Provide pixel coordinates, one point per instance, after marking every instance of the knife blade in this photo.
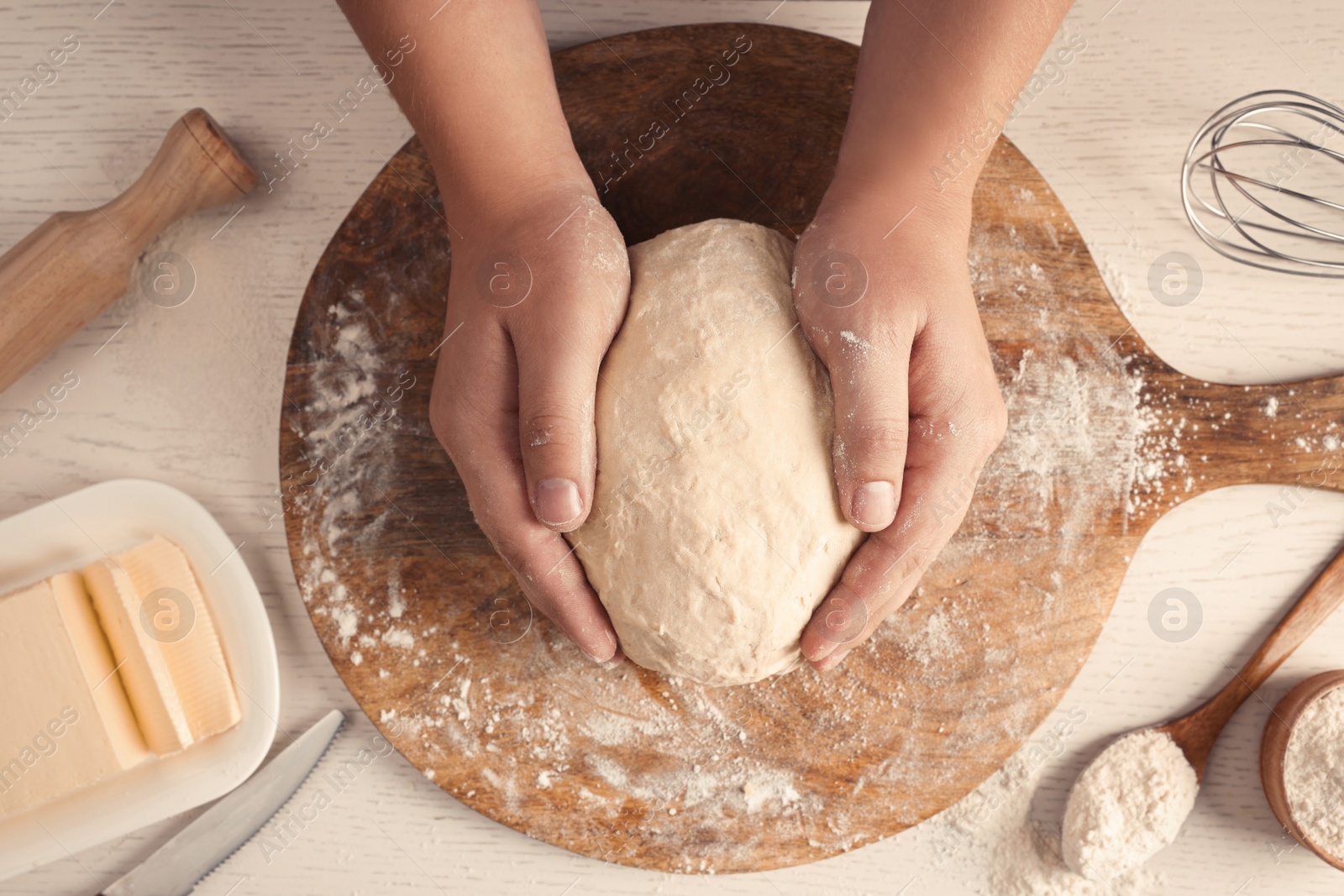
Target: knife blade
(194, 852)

--------

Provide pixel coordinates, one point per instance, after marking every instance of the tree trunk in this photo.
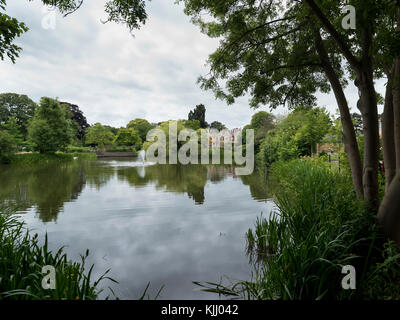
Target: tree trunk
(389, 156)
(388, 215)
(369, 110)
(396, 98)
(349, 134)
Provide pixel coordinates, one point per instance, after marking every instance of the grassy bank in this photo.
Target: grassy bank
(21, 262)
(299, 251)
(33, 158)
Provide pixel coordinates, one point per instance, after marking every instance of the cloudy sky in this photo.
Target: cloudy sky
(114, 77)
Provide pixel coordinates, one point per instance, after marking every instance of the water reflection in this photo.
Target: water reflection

--------

Task: Look over the listing. Pull out every line with the string "reflection" in it.

Answer box:
Provide pixel coordinates, one point per instance, after marking every instance of the water reflection in this photo.
Target: water reflection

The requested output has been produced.